▶ _Text_
· · · · · · ·

Re: [IGNITE-5714] Design proposal of suspend/resume for pessimistic tx

Nikolay Izhikov Tue, 27 Feb 2018 06:28:37 -0800

Hello, Alexey.

Great mail, by the way.
I think, it would be great to have this feature in Ignite.


> I haven't removed thread id completely from code.

Can we remove thread id completely from code?
Can you estimate how much effort do we need?

As far as I can see from parent task [1] we need some complex tests to be 
implemented.
Are they presented in prototype?

[1] 
https://issues.apache.org/jira/browse/IGNITE-4887?focusedCommentId=16069655&page=com.atlassian.jira.plugin.system.issuetabpanels%3Acomment-tabpanel#comment-16069655

В Пн, 26/02/2018 в 10:59 +0000, Aleksey Kuznetsov пишет:
> Hello Igniters!
> 
> Currently we have suspension/resuming implemented for optimistic
> transactions [1].
> Unless suspend/resume isn't supported for pessimistic tx JTA isn't fully
> supported [4].
> 
> I’m working on a ticket "Suspension/resuming for pessimistic transactions"
> [2].
> Goal of the ticket is to support transaction suspend/resume for pessimistic
> transactions.
> 
> # Benefits of suspending/resuming transaction.
> 
>   1. Full JTA standart support.
>   2. Increase of throughput in high-load scenarios.
>       Suspend operation would allow to release Ignite threads and
> optionally perform some other logic.

· · · · · · ·

▶ _Provided data_
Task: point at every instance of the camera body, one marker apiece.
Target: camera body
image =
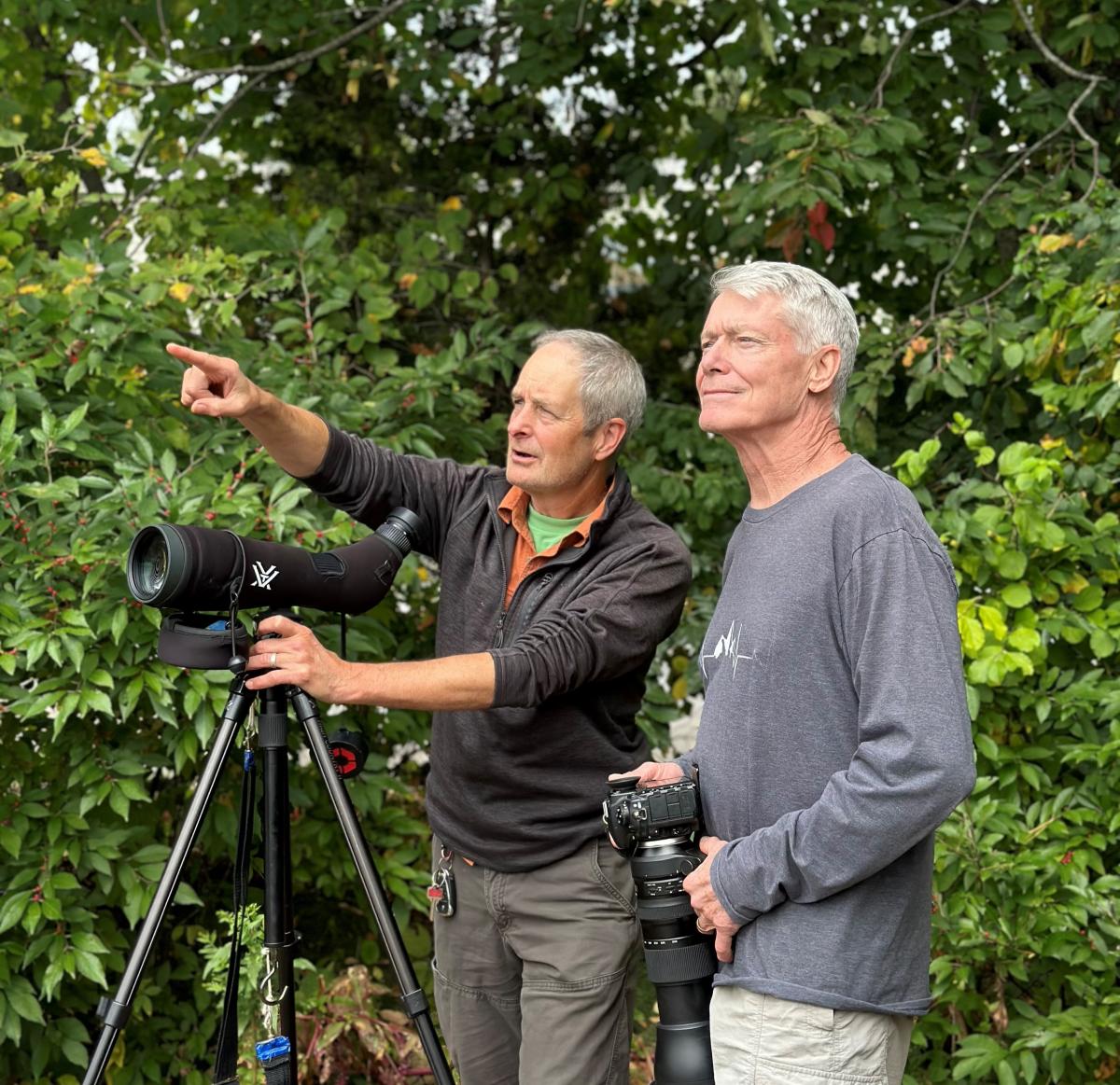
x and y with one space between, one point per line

· · · · · · ·

▶ _Set problem A_
List every sentence in the mail thread on suspend/resume for pessimistic transactions that ends with a question mark.
▶ _Set problem B_
Write the next part of the mail thread on suspend/resume for pessimistic transactions, starting after its last sentence.
The lines after the mail thread on suspend/resume for pessimistic transactions are separate material and not part of it.

▶ _Result A_
Can we remove thread id completely from code?
Can you estimate how much effort do we need?
Are they presented in prototype?

▶ _Result B_
> 
> Note, current API has got suspend/resume only for optimistic transactions,
> which confuses users.
> 
> # Real life example.
> 
> Consider the following scenario:
> 
>   1. Application starts Ignite transaction.
>   2. Business logic is executed inside transaction.
>   3. For commit/rollback application need approval message from external
> agent.
>   4. Currently, thread inside Ignite is idle until approval is received.
>   4a. When suspend/resume support is implemented, application can perform
> suspend and release thread inside Ignite.
> 
> # How pessimistic transaction works.
> 
> When we perform put/get operations in pessimistic transactions, lock
> request is sent to remote nodes by `GridNearLockRequest`.
> Request contains thread id `IgniteTxAdapter#threadId`, in which operation
> was performed.
> In pessimistic mode, multiple transaction objects are created - on
> primary, on backup nodes, and on originating node:
> `GridNearTxLocal`, `GridDhtTxLocal`, `GridNearTxRemote`, `GridDhtTxRemote`.
> 
> Thread id is used in logic on these nodes.
> For instance, to check whether thread has successfully locked the key,
> after lock acquisition attempt.
> Or to check whether active transaction exists.
> 
> # Main challenge for implementation.
> 
> I've analysed implementation approaches and see the core issue:
> 
> The essential problem with suspending/resuming lies in thread id field
> transferred to remote nodes during put/get operations.
> 
> Imagine, we want to suspend transaction and resume it in another thread.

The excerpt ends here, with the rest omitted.